# Artikel
────────────────
4. Der Unabhängige Verwaltungssenat hat Beweis erhoben durch Einsichtnahme in den Verfahrensakt der Erstinstanz und in rechtlicher Hinsicht erwogen:

Gemäß § 24 Abs.4 FSG ist, wenn Bedenken bestehen, ob die Voraussetzungen der gesundheitlichen Eignung noch gegeben sind, ein von einem Amtsarzt erstell­tes Gutachten gemäß § 8 einzuholen und gegebenenfalls die Lenkbe­rechtigung einzuschränken oder zu entziehen. Bei Bedenken hinsichtlich der fachlichen Befähigung ist ein Gutachten gemäß § 10 einzuholen und gegebenenfalls die Lenkberechtigung zu entziehen. Leistet der Besitzer der Lenkberechtigung innerhalb der festgesetzten Frist einem rechtskräftigen Bescheid, mit der Aufforderung, sich amtsärztlich untersuchen zu lassen, die zur Erstattung des amtsärztlichen Gutachtens erforderlichen Befunde zu erbringen oder die Fahrprüfung neuerlich abzulegen, keine Folge, ist ihm die Lenkberechtigung bis zur Befolgung der Anordnung zu entziehen.

 

Der Aufforderungsbescheid der Erstinstanz vom 24. Mai 2012, VerkR21-137-2012, wurde mit h Erkenntnis vom 19. Juli 2012, VwSen-523191/2/Bi/Kr, zugestellt laut Rückschein am 8. August 2012, aus den dort darlegten Gründen aufgehoben. Der Bw absolvierte aber, aus welchen Überlegungen auch immer, bereits am 21. Juni 2012 eine verkehrspsychologische Untersuchung; die mit 27. Juli 2012 datierte verkehrs­psychologische Stellungnahme lautete auf "nicht geeignet" zum Lenken von Kraftfahrzeugen der Klassen A, B, F und E+B und langte bei der Erstinstanz am 7. August 2012 ein.

Der Bw erschien auch am 17. Juli 2012 zur amtsärztlichen Untersuchung bei der Amtsärztin Frau Dr. X, der er nicht nur von seinem Bierkonsum sondern auch vom Vorfall vom 29. April 2012 und von einer früheren "Schlägerei" (ohne Anzeige) erzählte. Diese vereinbarte mit ihm die Vorlage von Leberwerten (CDT, MCV und GGT) und einer neurologisch/psychiatrischen Stellungnahme bis Anfang August.
────────────────
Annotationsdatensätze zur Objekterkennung
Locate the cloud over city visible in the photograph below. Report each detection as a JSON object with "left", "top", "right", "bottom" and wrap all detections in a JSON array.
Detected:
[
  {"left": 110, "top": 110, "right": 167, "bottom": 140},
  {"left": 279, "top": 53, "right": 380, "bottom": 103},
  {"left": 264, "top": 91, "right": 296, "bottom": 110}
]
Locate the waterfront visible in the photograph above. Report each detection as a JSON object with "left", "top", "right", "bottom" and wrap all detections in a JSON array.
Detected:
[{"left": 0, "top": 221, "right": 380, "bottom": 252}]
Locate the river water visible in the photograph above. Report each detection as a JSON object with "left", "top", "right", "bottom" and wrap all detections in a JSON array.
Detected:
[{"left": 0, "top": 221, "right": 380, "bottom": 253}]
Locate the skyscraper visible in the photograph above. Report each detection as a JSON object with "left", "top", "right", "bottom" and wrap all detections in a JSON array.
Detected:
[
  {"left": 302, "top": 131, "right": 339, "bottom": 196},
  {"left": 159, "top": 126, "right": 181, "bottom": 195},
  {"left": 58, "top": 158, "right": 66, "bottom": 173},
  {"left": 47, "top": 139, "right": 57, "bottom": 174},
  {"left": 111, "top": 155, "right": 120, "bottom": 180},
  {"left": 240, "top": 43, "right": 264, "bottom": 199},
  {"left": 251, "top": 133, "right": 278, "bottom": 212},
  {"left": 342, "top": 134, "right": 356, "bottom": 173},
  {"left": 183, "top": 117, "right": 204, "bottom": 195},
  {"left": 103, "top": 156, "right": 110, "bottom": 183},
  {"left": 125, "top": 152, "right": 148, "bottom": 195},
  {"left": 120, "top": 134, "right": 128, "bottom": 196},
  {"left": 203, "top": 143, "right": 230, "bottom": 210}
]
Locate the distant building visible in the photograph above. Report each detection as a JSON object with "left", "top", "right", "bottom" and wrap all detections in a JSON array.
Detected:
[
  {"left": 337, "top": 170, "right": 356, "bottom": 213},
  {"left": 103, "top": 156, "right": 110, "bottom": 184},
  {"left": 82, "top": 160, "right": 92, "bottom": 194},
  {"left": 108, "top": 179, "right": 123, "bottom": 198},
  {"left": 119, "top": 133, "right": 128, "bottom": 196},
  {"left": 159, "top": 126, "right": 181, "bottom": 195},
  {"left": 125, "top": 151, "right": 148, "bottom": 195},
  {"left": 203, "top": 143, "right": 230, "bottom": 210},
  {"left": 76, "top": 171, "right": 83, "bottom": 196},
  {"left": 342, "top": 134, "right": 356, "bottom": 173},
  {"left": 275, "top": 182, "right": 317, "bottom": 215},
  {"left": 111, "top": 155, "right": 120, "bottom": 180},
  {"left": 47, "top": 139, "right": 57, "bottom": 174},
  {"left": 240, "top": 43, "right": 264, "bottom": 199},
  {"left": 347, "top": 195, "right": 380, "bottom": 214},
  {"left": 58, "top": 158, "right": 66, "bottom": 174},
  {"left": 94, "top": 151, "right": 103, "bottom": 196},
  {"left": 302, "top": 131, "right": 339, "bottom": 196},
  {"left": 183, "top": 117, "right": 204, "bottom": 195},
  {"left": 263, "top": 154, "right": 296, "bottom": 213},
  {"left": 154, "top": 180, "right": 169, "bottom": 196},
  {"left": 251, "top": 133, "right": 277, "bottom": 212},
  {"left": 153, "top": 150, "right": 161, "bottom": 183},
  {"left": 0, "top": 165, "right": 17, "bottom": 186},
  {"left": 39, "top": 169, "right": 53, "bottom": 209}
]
────────────────
# Aufgabenstellung
Können Sie den Abschnitt des Entscheidungstexts, beginnend bei „Der Aufforderungsbescheid der“ und endend bei „August 2012 ein.“, bearbeitet wiedergeben, sodass „Untersuchung“ durch „Testung“ ersetzt ist?

# Erwartete Antwort
Der Aufforderungsbescheid der Erstinstanz vom 24. Mai 2012, VerkR21-137-2012, wurde mit h Erkenntnis vom 19. Juli 2012, VwSen-523191/2/Bi/Kr, zugestellt laut Rückschein am 8. August 2012, aus den dort darlegten Gründen aufgehoben. Der Bw absolvierte aber, aus welchen Überlegungen auch immer, bereits am 21. Juni 2012 eine verkehrspsychologische Testung; die mit 27. Juli 2012 datierte verkehrs­psychologische Stellungnahme lautete auf "nicht geeignet" zum Lenken von Kraftfahrzeugen der Klassen A, B, F und E+B und langte bei der Erstinstanz am 7. August 2012 ein.